Report how many lines in the records below contain the word "shaped". Give only the number.

Given records:
--- START ---
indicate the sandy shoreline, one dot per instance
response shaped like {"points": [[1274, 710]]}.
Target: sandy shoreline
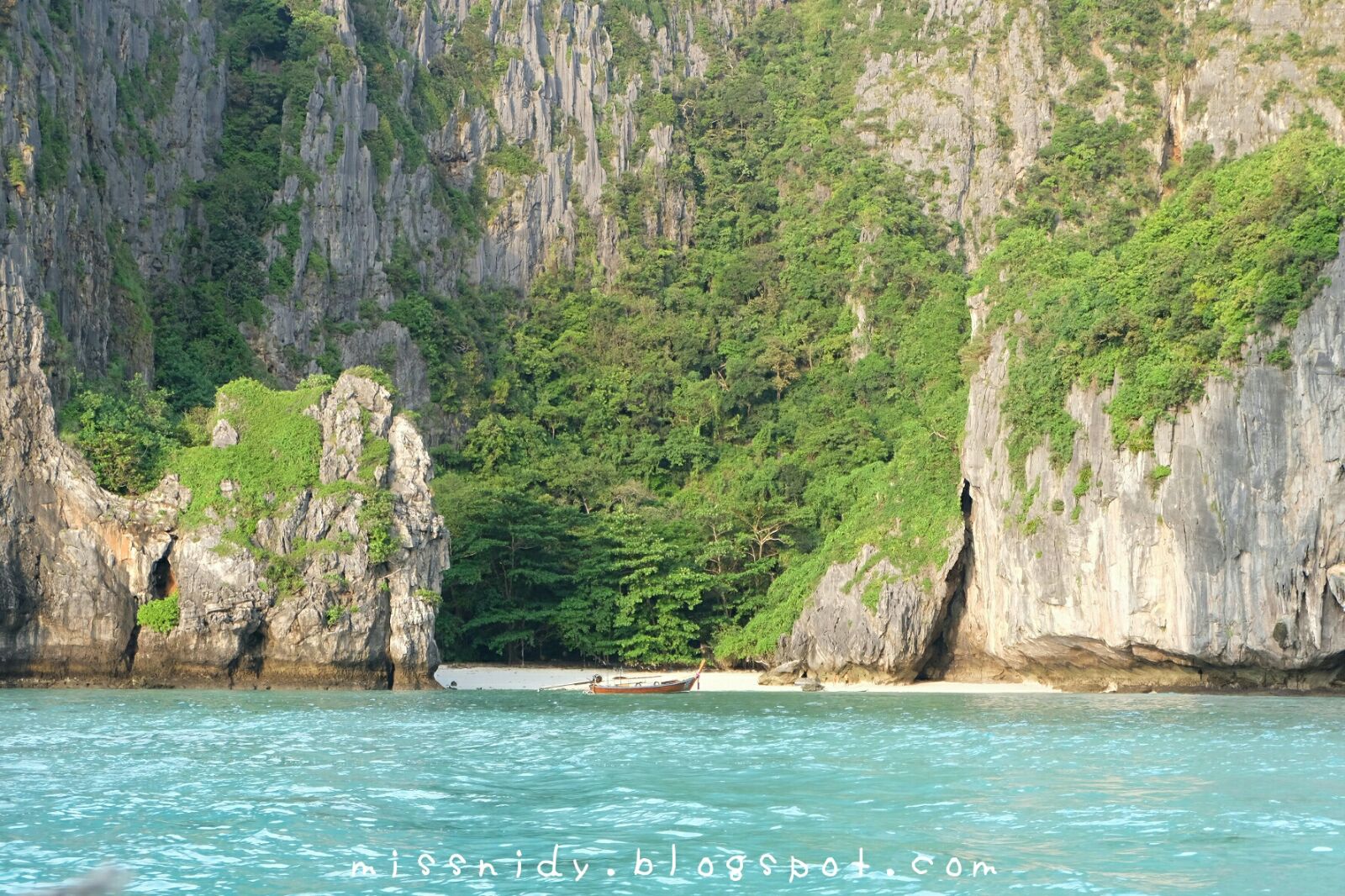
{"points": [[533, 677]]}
--- END ---
--- START ---
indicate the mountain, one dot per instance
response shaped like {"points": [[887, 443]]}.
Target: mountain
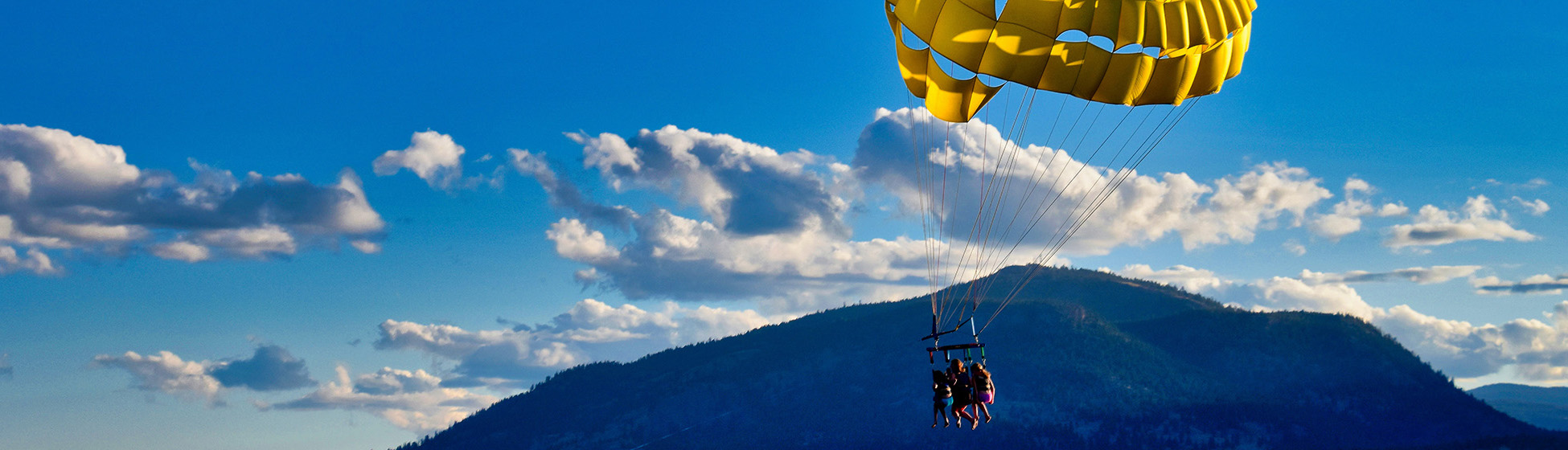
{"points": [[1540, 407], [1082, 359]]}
--- END ---
--- START ---
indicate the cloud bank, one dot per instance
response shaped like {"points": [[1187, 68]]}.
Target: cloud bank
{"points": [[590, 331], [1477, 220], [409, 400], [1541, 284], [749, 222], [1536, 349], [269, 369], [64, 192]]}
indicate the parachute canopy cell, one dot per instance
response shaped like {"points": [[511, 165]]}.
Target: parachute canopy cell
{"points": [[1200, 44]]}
--- END ---
Reply to the task:
4